• [Consigne 1]: Relevez dans le listing ci-dessous chaque ligne qui contient le mot « chairs », et recopiez-la.

Comme les supports, les guides philosophico-pédagogiques sont susceptibles d'être présentés aux enseignants sous différentes formes. Par souci de rigueur, j'ai tendance à privilégier un guide qui exploite de manière systématique les concepts (ou images...) philosophiques présents dans les supports, comme c'est le cas, notamment, dans les curricula de Lipman et de Daniel, dans les fiches de l'Unicef et dans celles de Pomme d'Api. Cette exploitation permet à l'enseignant de prendre conscience des questionnements possibles quant à une variété de concepts et, en tentant lui-même de répondre aux questions, de s'autoformer en philosophie.

L'exploitation du guide philosophico-pédagogique peut prendre plusieurs formes. Parmi celles que je trouve particulièrement pertinentes, car elles ont montré qu'elles assurent la complexification de la pensée des élèves et la progression de leurs apprentissages, il y a les plans de discussion gradués et, pour les plus petits, les exercices/activités.

6) Plans de discussion

Ces derniers doivent être gradués à deux niveaux. D'abord à l'intérieur de chacun des plans de discussion, il y a gradation du support particulier (i.e. des références directes au personnage du conte ou de l'image) à l'application générale (i.e. application à l'ensemble des enfants). Ensuite, il y a gradation à l'intérieur du curriculum même qui se manifeste par le passage du plus concret, en particulier pour les petits (i.e. les amis, ce qui est juste/injuste), à l'abstrait et à l'universel pour les plus grands (i.e. l'amitié, la justice).

7) Exercices et activités

Bien que les petits de 4 à 6 ans soient capables de dialoguer à partir de plans de discussions plus abstraits, ils gagnent en motivation lorsqu'on les place en situation de jeu. Les exercices et les activités sont concrets et font appel aux plans sensoriel et moteur des enfants. Ils sont des prétextes au dialogue philosophique, des moyens pédagogiques pour les aider à saisir les tenants et les aboutissants d'un concept. Ils leur permettent de s'amuser tout en apprenant à penser de manière philosophique. Voici un exemple tiré du guide des Contes d'Audrey-Anne, concernant les concepts d'apparence et de réalité, trop abstraits pour motiver spontanément les petits à s'y investir de manière significative.

• [Données d'entrée]:

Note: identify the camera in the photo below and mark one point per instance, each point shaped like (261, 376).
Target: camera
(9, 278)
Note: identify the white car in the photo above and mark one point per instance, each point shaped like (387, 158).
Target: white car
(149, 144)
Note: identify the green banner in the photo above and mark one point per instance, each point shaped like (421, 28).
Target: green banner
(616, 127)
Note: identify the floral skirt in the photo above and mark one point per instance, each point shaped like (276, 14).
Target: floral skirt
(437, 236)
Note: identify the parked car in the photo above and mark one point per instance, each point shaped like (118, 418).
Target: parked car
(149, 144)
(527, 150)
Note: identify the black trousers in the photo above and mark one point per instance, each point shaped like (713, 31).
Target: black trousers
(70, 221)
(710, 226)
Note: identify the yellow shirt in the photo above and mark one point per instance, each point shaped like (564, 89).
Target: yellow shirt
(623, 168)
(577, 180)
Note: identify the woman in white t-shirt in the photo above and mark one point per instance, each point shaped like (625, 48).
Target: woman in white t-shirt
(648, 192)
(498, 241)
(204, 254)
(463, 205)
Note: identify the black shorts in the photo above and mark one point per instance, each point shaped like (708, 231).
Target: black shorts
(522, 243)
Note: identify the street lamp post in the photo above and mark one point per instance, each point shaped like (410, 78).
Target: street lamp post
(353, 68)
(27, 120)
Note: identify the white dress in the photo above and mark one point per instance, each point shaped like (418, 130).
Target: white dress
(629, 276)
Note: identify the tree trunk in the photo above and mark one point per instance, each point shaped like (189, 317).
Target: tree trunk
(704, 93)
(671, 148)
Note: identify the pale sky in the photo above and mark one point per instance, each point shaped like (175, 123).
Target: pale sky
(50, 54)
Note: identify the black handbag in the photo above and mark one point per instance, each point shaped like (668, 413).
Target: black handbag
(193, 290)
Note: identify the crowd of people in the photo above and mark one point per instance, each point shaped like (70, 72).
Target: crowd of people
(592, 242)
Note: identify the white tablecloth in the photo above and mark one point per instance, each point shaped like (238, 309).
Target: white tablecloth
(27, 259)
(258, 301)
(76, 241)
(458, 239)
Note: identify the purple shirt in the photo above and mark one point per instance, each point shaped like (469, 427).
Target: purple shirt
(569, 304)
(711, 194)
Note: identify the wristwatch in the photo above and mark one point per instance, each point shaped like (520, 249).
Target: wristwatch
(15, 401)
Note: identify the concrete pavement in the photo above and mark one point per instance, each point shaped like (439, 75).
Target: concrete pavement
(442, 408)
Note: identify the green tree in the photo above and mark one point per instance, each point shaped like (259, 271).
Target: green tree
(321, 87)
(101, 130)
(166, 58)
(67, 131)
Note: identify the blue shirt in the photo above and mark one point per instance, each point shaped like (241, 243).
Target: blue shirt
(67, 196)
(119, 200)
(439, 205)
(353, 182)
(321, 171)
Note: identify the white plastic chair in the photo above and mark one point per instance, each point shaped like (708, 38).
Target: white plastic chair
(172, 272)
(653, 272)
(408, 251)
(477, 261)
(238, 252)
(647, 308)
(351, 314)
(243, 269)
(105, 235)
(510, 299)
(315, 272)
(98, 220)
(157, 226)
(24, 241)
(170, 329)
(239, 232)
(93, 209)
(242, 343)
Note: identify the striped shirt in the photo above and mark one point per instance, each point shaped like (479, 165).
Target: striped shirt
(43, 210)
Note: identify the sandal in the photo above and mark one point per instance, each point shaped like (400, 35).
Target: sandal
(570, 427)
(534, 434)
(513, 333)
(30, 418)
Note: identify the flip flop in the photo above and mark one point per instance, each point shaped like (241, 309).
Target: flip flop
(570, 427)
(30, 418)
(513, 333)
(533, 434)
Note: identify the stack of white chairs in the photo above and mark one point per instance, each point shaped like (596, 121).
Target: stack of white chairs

• [Consigne 2]: Renvoyez mot pour mot le passage du texte sur les guides philosophico-pédagogiques qui va de « Comme les supports, les » jusqu'à « s'autoformer en philosophie. » inclus.

• [Réponse détaillée 1]:
Note: identify the stack of white chairs in the photo above and mark one point per instance, each point shaped like (596, 121).
Target: stack of white chairs

• [Réponse détaillée 2]:
Comme les supports, les guides philosophico-pédagogiques sont susceptibles d'être présentés aux enseignants sous différentes formes. Par souci de rigueur, j'ai tendance à privilégier un guide qui exploite de manière systématique les concepts (ou images...) philosophiques présents dans les supports, comme c'est le cas, notamment, dans les curricula de Lipman et de Daniel, dans les fiches de l'Unicef et dans celles de Pomme d'Api. Cette exploitation permet à l'enseignant de prendre conscience des questionnements possibles quant à une variété de concepts et, en tentant lui-même de répondre aux questions, de s'autoformer en philosophie.